(Natural-language object grounding data)

-- Opening Marker --

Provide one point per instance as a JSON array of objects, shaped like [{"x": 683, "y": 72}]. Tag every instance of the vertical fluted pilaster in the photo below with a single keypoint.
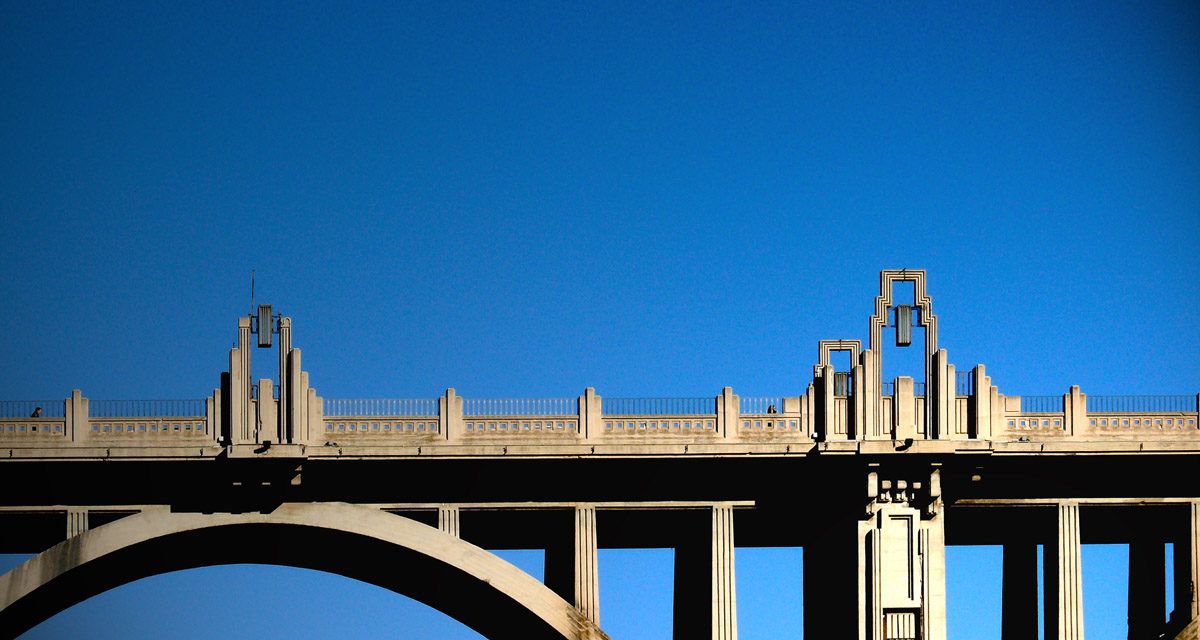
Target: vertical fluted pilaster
[
  {"x": 1063, "y": 578},
  {"x": 725, "y": 606},
  {"x": 448, "y": 520},
  {"x": 587, "y": 578}
]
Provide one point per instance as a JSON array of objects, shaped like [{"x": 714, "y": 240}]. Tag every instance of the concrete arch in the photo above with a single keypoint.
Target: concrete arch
[{"x": 451, "y": 575}]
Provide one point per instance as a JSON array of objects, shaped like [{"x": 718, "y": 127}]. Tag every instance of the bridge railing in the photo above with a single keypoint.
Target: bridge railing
[
  {"x": 366, "y": 418},
  {"x": 1079, "y": 416},
  {"x": 522, "y": 416},
  {"x": 33, "y": 420},
  {"x": 659, "y": 416},
  {"x": 148, "y": 419}
]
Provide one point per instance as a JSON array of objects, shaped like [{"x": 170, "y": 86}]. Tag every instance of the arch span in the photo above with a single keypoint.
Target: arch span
[{"x": 454, "y": 576}]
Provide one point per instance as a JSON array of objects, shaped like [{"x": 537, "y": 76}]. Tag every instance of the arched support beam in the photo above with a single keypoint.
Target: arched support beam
[{"x": 454, "y": 576}]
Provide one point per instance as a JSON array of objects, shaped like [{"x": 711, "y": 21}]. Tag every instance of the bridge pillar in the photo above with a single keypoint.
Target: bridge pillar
[
  {"x": 1147, "y": 588},
  {"x": 705, "y": 581},
  {"x": 1019, "y": 610},
  {"x": 1063, "y": 578},
  {"x": 571, "y": 572},
  {"x": 1187, "y": 567},
  {"x": 77, "y": 521},
  {"x": 881, "y": 574},
  {"x": 448, "y": 520}
]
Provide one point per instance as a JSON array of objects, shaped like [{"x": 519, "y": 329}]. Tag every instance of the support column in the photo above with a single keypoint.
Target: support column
[
  {"x": 1063, "y": 578},
  {"x": 448, "y": 520},
  {"x": 705, "y": 581},
  {"x": 901, "y": 558},
  {"x": 1187, "y": 567},
  {"x": 1019, "y": 611},
  {"x": 571, "y": 572},
  {"x": 77, "y": 521},
  {"x": 1147, "y": 590}
]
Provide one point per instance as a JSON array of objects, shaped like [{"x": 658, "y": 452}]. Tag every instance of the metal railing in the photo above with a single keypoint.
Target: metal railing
[
  {"x": 520, "y": 406},
  {"x": 147, "y": 408},
  {"x": 25, "y": 408},
  {"x": 1140, "y": 404},
  {"x": 414, "y": 407},
  {"x": 1042, "y": 404},
  {"x": 761, "y": 405},
  {"x": 964, "y": 383},
  {"x": 658, "y": 406}
]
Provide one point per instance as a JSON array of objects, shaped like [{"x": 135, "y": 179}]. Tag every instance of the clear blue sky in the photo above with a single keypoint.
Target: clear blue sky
[{"x": 525, "y": 201}]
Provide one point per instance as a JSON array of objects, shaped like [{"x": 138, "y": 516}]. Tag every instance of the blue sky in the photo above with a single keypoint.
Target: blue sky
[{"x": 528, "y": 199}]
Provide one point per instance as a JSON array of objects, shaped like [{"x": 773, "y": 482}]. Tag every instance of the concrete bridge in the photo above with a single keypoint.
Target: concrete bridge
[{"x": 871, "y": 477}]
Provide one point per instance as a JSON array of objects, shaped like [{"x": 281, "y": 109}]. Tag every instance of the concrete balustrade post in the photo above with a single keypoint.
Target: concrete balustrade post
[
  {"x": 450, "y": 418},
  {"x": 77, "y": 419},
  {"x": 727, "y": 413},
  {"x": 1075, "y": 404},
  {"x": 591, "y": 414},
  {"x": 1147, "y": 592}
]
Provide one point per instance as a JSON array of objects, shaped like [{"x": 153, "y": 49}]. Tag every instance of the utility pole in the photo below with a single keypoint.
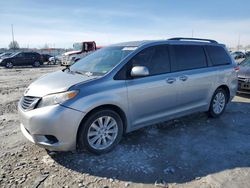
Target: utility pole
[
  {"x": 13, "y": 39},
  {"x": 12, "y": 30},
  {"x": 238, "y": 47}
]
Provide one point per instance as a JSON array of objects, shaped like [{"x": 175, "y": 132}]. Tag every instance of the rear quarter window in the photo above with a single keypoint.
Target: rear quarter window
[
  {"x": 218, "y": 55},
  {"x": 188, "y": 57}
]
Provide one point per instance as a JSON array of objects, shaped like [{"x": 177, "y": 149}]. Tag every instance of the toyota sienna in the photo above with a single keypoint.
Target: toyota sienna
[{"x": 124, "y": 87}]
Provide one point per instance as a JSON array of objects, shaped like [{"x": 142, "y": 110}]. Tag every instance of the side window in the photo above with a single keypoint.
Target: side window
[
  {"x": 189, "y": 57},
  {"x": 156, "y": 59},
  {"x": 20, "y": 55},
  {"x": 218, "y": 55}
]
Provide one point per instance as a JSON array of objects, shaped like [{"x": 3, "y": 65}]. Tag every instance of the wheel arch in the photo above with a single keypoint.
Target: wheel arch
[
  {"x": 226, "y": 89},
  {"x": 102, "y": 107}
]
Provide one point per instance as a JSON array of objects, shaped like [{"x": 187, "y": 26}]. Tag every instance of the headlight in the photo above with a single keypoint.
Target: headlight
[{"x": 57, "y": 98}]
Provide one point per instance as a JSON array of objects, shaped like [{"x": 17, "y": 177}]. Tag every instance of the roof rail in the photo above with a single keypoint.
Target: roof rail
[{"x": 194, "y": 39}]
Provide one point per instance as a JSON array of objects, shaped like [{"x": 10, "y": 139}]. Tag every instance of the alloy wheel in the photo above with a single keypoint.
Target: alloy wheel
[
  {"x": 219, "y": 102},
  {"x": 102, "y": 132}
]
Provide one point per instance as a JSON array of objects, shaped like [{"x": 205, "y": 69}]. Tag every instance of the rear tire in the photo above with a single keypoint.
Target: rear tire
[
  {"x": 218, "y": 103},
  {"x": 101, "y": 132}
]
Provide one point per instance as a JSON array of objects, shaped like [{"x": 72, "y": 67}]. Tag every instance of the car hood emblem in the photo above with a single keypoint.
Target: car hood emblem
[{"x": 26, "y": 91}]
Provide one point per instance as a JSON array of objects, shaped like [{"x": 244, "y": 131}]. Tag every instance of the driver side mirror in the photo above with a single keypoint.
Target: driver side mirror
[{"x": 139, "y": 71}]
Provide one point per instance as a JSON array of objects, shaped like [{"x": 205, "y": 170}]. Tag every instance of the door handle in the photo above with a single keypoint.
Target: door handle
[
  {"x": 170, "y": 80},
  {"x": 183, "y": 78}
]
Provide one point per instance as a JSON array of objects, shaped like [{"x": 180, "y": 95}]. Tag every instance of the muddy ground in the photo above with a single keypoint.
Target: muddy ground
[{"x": 194, "y": 151}]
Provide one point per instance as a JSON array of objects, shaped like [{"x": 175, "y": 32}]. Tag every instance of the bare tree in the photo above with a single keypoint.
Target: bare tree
[{"x": 14, "y": 45}]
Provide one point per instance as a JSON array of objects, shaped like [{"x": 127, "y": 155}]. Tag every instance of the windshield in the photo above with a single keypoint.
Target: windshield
[
  {"x": 102, "y": 61},
  {"x": 77, "y": 46},
  {"x": 245, "y": 63}
]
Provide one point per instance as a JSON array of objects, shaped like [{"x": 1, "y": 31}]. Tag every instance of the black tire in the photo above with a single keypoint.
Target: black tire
[
  {"x": 82, "y": 140},
  {"x": 36, "y": 64},
  {"x": 212, "y": 112},
  {"x": 9, "y": 65}
]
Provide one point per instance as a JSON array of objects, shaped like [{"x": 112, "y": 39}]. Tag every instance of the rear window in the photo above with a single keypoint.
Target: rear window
[
  {"x": 218, "y": 55},
  {"x": 189, "y": 57}
]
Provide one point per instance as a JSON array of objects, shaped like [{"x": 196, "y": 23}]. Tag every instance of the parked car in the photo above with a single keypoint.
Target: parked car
[
  {"x": 55, "y": 60},
  {"x": 124, "y": 87},
  {"x": 45, "y": 57},
  {"x": 22, "y": 58},
  {"x": 247, "y": 53},
  {"x": 244, "y": 77},
  {"x": 5, "y": 54}
]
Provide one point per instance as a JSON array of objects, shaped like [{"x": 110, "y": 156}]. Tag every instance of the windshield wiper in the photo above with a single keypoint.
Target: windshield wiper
[{"x": 66, "y": 68}]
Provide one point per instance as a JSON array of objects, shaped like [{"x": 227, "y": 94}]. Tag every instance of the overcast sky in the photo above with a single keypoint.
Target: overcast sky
[{"x": 61, "y": 23}]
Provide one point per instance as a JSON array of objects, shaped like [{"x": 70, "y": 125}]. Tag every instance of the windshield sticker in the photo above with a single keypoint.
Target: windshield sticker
[{"x": 129, "y": 48}]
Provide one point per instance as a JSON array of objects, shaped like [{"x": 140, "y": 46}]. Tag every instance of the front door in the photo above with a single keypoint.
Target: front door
[{"x": 151, "y": 98}]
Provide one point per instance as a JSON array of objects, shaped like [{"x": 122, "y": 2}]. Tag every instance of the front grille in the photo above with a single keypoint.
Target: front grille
[{"x": 29, "y": 102}]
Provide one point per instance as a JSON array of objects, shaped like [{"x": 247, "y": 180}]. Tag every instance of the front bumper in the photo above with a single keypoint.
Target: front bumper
[{"x": 57, "y": 122}]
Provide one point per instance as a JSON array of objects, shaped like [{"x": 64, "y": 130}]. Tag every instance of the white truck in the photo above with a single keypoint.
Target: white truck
[{"x": 80, "y": 50}]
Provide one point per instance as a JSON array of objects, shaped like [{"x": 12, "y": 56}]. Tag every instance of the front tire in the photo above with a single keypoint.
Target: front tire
[
  {"x": 9, "y": 65},
  {"x": 36, "y": 64},
  {"x": 101, "y": 132},
  {"x": 218, "y": 103}
]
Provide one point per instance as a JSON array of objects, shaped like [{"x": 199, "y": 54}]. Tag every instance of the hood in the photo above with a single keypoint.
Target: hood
[
  {"x": 72, "y": 52},
  {"x": 244, "y": 72},
  {"x": 55, "y": 82}
]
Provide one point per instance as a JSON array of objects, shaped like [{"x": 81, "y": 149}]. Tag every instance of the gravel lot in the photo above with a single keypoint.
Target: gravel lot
[{"x": 194, "y": 151}]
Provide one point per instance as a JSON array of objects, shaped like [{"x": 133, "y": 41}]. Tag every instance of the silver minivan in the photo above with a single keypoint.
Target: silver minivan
[{"x": 118, "y": 89}]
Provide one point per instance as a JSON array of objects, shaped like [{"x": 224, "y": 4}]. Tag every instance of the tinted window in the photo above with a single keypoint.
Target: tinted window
[
  {"x": 156, "y": 59},
  {"x": 19, "y": 55},
  {"x": 218, "y": 55},
  {"x": 189, "y": 57}
]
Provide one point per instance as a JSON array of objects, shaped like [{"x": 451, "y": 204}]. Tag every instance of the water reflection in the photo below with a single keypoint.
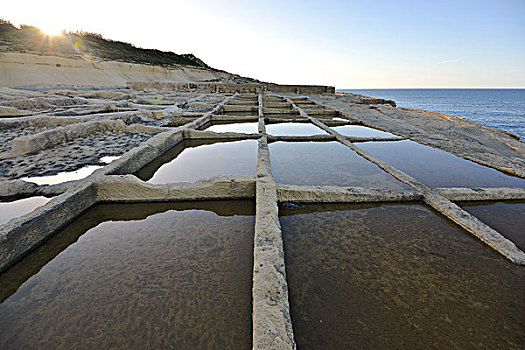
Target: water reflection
[
  {"x": 245, "y": 128},
  {"x": 193, "y": 160},
  {"x": 326, "y": 163},
  {"x": 361, "y": 131},
  {"x": 397, "y": 277},
  {"x": 436, "y": 168},
  {"x": 293, "y": 129}
]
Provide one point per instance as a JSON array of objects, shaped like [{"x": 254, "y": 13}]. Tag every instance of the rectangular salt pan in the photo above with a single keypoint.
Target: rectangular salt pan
[
  {"x": 326, "y": 163},
  {"x": 191, "y": 161},
  {"x": 294, "y": 129},
  {"x": 158, "y": 276},
  {"x": 244, "y": 128},
  {"x": 396, "y": 277},
  {"x": 437, "y": 168}
]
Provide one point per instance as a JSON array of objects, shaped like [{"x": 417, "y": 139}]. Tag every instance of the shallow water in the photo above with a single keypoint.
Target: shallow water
[
  {"x": 361, "y": 131},
  {"x": 69, "y": 175},
  {"x": 242, "y": 114},
  {"x": 245, "y": 128},
  {"x": 396, "y": 277},
  {"x": 14, "y": 209},
  {"x": 437, "y": 168},
  {"x": 326, "y": 163},
  {"x": 169, "y": 275},
  {"x": 195, "y": 160},
  {"x": 63, "y": 176},
  {"x": 294, "y": 129},
  {"x": 508, "y": 218}
]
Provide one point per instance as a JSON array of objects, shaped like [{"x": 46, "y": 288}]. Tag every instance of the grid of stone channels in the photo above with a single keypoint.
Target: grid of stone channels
[{"x": 272, "y": 327}]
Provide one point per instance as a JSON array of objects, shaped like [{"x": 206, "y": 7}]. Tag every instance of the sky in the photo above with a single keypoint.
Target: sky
[{"x": 347, "y": 44}]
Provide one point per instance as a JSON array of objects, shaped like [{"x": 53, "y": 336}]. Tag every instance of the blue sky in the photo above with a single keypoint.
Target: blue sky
[{"x": 349, "y": 44}]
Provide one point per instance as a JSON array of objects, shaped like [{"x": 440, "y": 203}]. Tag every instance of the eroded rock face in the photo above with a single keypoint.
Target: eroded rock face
[{"x": 68, "y": 129}]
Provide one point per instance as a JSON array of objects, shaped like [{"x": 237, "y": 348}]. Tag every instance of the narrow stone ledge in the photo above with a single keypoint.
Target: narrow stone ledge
[
  {"x": 372, "y": 139},
  {"x": 334, "y": 194},
  {"x": 272, "y": 326},
  {"x": 210, "y": 135},
  {"x": 11, "y": 189},
  {"x": 142, "y": 155},
  {"x": 231, "y": 118},
  {"x": 313, "y": 138},
  {"x": 128, "y": 188},
  {"x": 457, "y": 194}
]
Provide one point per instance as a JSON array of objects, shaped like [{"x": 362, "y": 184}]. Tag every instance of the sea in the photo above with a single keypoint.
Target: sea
[{"x": 500, "y": 108}]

-- Closing Marker --

■ About this task:
The reply should consist solely of the lines above from the one that has "the concrete arch" through the one that has "the bridge pillar", reproduced exactly.

■ Answer section:
Provide one point per instance as a JSON array of objects, shaped like [{"x": 714, "y": 240}]. Tag every instance of the concrete arch in the photo above with a single keypoint.
Target: concrete arch
[{"x": 451, "y": 575}]
Provide one point per instance as a JSON array of objects, shaped like [{"x": 718, "y": 127}]. Tag every instance of the bridge railing in the photo above with a single keypoint.
Target: bridge railing
[
  {"x": 366, "y": 418},
  {"x": 1079, "y": 416},
  {"x": 522, "y": 416},
  {"x": 33, "y": 420},
  {"x": 659, "y": 416},
  {"x": 148, "y": 419}
]
Provide one point per instance as a JSON array of objects, shaped like [{"x": 170, "y": 86}]. Tag every instance of the arch span in the photo above with a single keypoint.
Target: arch span
[{"x": 454, "y": 576}]
Provide one point per instance as a JSON array of objects, shaped like [{"x": 537, "y": 76}]. Tag every instance of the arched support beam in the photo above with a single keypoint.
Target: arched support beam
[{"x": 454, "y": 576}]
Provide one point per instance as a JSON array of objects, shaped like [{"x": 711, "y": 21}]. Tag every instance of the bridge pillar in the photo above with a single keypoint.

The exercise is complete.